* **ZIEL**:
Beantworte anhand des folgenden Textauszugs diese Fragen:
(a) Was vermag der Intellekt mittels der Erkenntnis der Gesetze, denen die Natur sich einfügen läßt?
(b) Welche anderen Gesetze war derselbe Intellekt ebenfalls imstande zu erdenken?
(c) Unter welchem Namen sind die Gesetze der Sitte bekannt?

* **TEXTAUSZUG**:
○ ○ ○ ○ ○

Eben derselbe Intellekt aber, der Gesetze konstruierte, denen die Natur sich einfügen läßt, und der mittels der Erkenntnis dieser Gesetze - den Willen dirigierende - die Natur beherrscht, war auch imstande, Gesetze zu erdenken, die das Verhalten intelligenter Wesen regeln sollen. Es sind die Gesetze der Sitte (bekannt unter dem Namen des vielfach mißdeuteten "kategorischen Imperativs").

○ ○ ○ ○ ○

* **BEREITGESTELLTES MATERIAL**:
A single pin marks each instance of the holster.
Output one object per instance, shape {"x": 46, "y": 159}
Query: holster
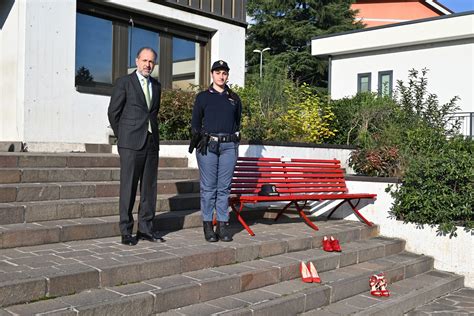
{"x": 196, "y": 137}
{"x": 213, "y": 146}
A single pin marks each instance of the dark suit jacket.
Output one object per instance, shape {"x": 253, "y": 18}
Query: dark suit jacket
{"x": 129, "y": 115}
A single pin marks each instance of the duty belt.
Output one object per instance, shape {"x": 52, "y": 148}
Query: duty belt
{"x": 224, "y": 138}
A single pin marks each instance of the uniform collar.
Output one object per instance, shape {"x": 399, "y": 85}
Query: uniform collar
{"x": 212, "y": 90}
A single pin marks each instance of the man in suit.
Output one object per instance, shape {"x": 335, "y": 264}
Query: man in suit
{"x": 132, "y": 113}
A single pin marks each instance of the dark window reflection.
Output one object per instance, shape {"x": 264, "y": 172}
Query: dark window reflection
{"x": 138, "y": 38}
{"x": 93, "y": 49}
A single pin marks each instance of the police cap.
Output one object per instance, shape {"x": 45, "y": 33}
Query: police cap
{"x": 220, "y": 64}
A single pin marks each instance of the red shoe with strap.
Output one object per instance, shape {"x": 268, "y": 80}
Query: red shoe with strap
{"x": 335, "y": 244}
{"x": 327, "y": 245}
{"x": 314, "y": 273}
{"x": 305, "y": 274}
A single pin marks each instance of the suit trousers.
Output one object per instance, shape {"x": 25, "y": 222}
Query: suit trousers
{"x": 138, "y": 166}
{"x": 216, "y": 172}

○ ○ ○ ○ ○

* **LÖSUNG DER AUFGABE**:
(a) Er beherrscht die Natur, indem er den Willen dirigiert.
(b) Er konnte Gesetze erdenken, die das Verhalten intelligenter Wesen regeln sollen.
(c) Sie sind unter dem Namen des „kategorischen Imperativs“ bekannt.